説明

表示装置及び輝度調整方法

【課題】高輝度化及び大画面化を推し進めながらも、特殊部品を使用することなく消費電力を低く抑えることができる表示装置及び輝度調整方法を得る。
【解決手段】点灯制御部14と表示部10との間に点灯データのデータ数を演算するデータ検出部15と、点灯データのデータ数に基づいて輝度調整を行う機能を有する輝度制御部142を備える。データ検出部15は、表示データから点灯制御部14で点灯データに変換された信号を取り込み所定値と比較する。点灯データ計算値と所定値との比較において、点灯データ計算値が所定値を超える場合、表示部10の輝度を下げる点灯輝度信号を輝度制御部142に入力し駆動回路13を制御する。これにより、表示部10に供給する駆動信号は点灯輝度のデューティ比が低くなり即ちオンする期間が短くなって、表示部10の輝度が下がり、消費電力が低減する。

【発明の詳細な説明】
【技術分野】
【0001】
本発明は、LED(Light Emitted Diode:発光ダイオード)等の発光体を所定間隔で複数個並べ夫々を電力制御することにより文字やアニメーションなどを表現でき、商店の看板、商品のコマーシャル、情報表示などに利用される表示装置及び該表示装置における輝度調整方法に関する。
【背景技術】
【0002】
近年、LED等の発光体を用いた表示装置は、多機能化が進み、特に高輝度化、大画面化が進んでいる。これに伴い消費電力も上がるため、電源部の最大許容電力を高く設計する必要がある。
【0003】
一方、電源部の最大許容電力が上がると、電源部のコストが高くなるため、電源部の最大許容電力をなるべく抑えたいという要望がある。
【0004】
通常、電源部の設計の際は、点灯率100%時の消費電力にも対応できるように設計するが、実際の使用環境では60%以下でしか使われないため無駄がある。そこで、特許文献1のように、表示部に流れる電流値を検出して輝度を調整する方法が提案されている(特許文献1参照)。

## 記録データ

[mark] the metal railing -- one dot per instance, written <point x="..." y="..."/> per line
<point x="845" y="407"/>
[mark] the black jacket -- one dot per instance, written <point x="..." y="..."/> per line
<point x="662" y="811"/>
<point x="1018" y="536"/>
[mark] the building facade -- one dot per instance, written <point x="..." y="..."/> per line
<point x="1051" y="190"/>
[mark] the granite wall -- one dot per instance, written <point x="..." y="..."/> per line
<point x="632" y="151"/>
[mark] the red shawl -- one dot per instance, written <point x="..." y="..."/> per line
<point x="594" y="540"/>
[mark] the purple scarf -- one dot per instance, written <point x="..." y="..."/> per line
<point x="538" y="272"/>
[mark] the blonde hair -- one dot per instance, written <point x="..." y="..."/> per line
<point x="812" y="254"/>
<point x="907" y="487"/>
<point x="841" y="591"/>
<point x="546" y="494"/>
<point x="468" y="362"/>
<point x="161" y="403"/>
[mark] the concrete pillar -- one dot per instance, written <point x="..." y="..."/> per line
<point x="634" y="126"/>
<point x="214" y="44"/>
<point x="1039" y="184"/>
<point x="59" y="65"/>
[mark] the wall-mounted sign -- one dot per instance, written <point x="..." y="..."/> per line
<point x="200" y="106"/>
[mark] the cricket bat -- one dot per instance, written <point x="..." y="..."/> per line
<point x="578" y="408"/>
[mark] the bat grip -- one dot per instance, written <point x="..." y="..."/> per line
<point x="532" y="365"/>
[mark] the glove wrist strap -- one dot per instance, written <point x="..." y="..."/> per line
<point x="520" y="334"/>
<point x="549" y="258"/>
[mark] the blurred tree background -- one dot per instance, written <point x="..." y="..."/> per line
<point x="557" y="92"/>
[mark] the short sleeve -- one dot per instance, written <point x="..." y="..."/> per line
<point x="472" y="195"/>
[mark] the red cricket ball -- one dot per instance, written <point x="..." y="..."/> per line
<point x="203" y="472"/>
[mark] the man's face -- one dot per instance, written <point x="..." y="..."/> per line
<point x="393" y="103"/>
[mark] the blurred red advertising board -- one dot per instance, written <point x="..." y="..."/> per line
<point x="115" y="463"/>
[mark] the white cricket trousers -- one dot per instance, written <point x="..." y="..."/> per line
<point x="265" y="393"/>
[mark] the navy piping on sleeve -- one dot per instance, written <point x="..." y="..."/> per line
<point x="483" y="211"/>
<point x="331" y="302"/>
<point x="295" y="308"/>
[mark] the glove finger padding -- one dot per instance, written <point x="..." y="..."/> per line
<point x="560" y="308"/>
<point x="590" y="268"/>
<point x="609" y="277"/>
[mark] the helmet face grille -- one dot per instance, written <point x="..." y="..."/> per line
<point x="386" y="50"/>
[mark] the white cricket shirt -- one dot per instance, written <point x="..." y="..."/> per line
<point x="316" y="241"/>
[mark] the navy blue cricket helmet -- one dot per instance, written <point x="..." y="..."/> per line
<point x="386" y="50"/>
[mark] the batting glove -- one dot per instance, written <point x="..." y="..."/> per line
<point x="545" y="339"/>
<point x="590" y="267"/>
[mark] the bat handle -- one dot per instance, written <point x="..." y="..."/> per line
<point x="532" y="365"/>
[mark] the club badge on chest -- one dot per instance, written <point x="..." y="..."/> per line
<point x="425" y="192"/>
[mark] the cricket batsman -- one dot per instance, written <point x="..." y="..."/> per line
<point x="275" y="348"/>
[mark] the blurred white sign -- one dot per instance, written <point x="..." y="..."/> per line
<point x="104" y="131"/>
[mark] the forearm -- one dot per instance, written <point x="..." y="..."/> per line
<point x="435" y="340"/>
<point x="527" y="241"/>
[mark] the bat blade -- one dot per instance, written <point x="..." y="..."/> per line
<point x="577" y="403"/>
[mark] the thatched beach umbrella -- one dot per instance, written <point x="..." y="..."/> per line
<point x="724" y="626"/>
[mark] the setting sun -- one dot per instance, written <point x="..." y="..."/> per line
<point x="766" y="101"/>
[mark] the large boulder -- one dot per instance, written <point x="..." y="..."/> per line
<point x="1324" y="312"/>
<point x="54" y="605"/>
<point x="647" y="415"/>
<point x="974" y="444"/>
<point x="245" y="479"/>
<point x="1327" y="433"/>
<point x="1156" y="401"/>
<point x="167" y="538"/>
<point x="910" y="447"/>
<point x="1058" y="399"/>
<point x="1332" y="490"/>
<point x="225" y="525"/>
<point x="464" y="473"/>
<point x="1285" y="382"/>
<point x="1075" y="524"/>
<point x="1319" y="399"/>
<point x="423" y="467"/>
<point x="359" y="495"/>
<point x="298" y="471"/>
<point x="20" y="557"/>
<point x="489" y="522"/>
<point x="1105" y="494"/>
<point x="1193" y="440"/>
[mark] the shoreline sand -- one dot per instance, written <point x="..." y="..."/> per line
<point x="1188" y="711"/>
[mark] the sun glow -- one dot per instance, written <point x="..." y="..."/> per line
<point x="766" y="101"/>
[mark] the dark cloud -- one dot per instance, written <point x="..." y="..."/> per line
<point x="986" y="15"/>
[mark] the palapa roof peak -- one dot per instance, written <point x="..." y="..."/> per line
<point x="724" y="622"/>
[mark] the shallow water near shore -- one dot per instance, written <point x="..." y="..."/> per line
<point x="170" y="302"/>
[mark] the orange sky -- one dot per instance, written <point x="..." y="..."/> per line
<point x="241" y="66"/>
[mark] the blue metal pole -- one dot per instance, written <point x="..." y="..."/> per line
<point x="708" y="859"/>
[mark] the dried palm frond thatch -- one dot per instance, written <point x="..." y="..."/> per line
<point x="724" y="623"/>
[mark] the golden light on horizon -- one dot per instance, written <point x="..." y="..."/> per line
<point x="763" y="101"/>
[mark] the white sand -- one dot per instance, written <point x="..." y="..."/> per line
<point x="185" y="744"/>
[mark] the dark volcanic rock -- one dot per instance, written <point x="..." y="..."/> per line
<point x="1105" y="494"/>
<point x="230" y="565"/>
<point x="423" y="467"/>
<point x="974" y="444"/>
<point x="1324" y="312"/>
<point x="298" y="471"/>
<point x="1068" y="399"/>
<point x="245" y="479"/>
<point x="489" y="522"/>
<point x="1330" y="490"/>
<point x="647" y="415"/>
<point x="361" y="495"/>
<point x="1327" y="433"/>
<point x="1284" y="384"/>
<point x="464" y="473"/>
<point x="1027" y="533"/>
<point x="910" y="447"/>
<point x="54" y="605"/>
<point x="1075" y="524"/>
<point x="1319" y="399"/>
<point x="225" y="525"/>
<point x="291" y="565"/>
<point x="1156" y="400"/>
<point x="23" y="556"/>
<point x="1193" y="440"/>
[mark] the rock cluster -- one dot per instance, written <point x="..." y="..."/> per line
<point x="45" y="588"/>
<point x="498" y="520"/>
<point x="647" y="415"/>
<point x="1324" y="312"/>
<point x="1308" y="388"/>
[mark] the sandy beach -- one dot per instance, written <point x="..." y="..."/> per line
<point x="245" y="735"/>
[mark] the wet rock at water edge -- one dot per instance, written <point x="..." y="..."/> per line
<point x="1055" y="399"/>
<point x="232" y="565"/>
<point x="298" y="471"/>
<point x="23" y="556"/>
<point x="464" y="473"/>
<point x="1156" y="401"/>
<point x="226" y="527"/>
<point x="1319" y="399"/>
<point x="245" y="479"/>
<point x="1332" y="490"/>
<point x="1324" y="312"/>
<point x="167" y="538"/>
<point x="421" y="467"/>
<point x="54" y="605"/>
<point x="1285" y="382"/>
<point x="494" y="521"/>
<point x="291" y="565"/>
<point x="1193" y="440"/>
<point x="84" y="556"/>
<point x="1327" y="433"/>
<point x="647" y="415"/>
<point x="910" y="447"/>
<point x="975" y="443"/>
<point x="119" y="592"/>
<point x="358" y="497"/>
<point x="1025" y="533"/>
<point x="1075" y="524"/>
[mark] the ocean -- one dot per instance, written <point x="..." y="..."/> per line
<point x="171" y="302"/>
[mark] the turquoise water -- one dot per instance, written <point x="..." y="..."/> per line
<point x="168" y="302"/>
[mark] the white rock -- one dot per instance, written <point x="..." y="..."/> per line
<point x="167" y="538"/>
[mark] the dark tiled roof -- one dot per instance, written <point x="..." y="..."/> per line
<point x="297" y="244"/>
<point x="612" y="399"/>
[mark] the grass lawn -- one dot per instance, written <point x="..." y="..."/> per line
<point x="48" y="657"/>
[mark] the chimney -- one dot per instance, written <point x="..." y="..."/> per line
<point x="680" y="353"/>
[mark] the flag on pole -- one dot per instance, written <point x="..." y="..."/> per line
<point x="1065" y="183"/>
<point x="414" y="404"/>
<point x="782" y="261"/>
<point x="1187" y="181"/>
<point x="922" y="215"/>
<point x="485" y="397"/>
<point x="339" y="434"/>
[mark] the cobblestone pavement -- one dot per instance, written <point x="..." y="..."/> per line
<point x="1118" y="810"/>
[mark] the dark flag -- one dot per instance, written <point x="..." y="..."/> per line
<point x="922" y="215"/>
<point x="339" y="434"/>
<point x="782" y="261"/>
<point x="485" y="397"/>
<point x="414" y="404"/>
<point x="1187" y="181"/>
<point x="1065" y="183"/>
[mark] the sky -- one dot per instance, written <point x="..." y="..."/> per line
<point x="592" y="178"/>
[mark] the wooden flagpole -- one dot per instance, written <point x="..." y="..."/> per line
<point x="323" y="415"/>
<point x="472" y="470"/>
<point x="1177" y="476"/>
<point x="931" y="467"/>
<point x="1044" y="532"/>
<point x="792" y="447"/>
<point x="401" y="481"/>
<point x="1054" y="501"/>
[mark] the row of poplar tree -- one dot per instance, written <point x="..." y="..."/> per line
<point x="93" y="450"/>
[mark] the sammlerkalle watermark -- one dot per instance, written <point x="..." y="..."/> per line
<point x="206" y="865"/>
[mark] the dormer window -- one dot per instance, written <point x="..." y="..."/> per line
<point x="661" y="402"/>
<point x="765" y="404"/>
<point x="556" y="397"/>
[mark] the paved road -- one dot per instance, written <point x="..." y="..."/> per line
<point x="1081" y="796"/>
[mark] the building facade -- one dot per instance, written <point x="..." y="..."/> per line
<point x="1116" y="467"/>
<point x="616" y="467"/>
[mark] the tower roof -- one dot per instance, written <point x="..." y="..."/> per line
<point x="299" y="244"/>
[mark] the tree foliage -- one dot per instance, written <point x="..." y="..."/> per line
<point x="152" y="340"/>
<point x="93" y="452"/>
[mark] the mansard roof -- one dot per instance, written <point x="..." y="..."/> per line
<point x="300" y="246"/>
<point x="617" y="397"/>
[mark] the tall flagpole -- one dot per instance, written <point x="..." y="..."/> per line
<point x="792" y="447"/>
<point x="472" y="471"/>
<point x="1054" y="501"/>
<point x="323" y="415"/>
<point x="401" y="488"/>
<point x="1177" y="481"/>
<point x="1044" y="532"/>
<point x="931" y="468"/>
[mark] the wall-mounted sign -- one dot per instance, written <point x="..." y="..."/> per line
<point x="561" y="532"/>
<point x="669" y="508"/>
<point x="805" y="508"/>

## やること
a) 表示装置の文書の【解決手段】に出てくる、番号のついた部分を番号と一緒にすべて書き出してください。
b) 表示装置の文書の最後の文のあとから、その続きを書き進めてください。

## 各問の答え
a) 点灯制御部14、表示部10、データ検出部15、輝度制御部142、駆動回路13

b)
【0005】
図3は、特許文献1に記載の表示装置の概略構成を示すブロック図である。同図において、表示装置は、表示部(LEDドットマトリックス)10と、電源部11と、表示部10の点灯を制御する点灯制御部50と、電源部11から表示部10に供給される電流値を測定する電流測定部51とを有する。表示部10は、図4に示すように、LEDを所定間隔で複数個並べて構成されたものである。
【0006】
図4,図5は表示部10の外形を示す図であり、図4は正面図、図5は側面図である。図4,図5に示すように、複数のLED101が回路基板102上に所定間隔で配置され、全面がパネル103で覆われてフレーム104で固定された構造を採る。
【0007】
図3に戻り、電源部11は、商用電源100Vを直流5Vの点灯電圧に変換して表示部10及び点灯制御部50に供給する。点灯制御部50は、外部より入力される表示データに従って表示部10の各LED101をオン、オフさせる表示信号を生成して表示部10に供給する。
【0008】
この場合、表示部10の各LED101には電源部11より点灯電圧が印加されるので、各LED101に対してオン期間を設定することで点灯状態となる。また、点灯制御部50は、電流測定部51で測定された電流値から表示部10の平均点灯率を求め、その平均点灯率に応じて表示部10に供給する電流値又は表示部10の点灯時間を制御して、表示部10の消費電力が設計値を超えないように調整するようにしている。表示部10の点灯率は、全てのLED101の数に対する瞬間に同時点灯しているLED101の数の比である。
【0009】
【特許文献1】特開2004−341434号公報
【発明の開示】
【発明が解決しようとする課題】
【0010】
しかしながら、上述した従来の表示装置においては、表示部10に流れ込む電流の値を測定するために、電流値を電圧値に変換する抵抗やトランス等の特殊部品を用意する必要がある。このような特殊部品は、製品の設計(LED素子の数など)が変更されたときに、その都度変更する必要が生じ、その度に特殊部品を用意するのはコスト上の無駄が多い。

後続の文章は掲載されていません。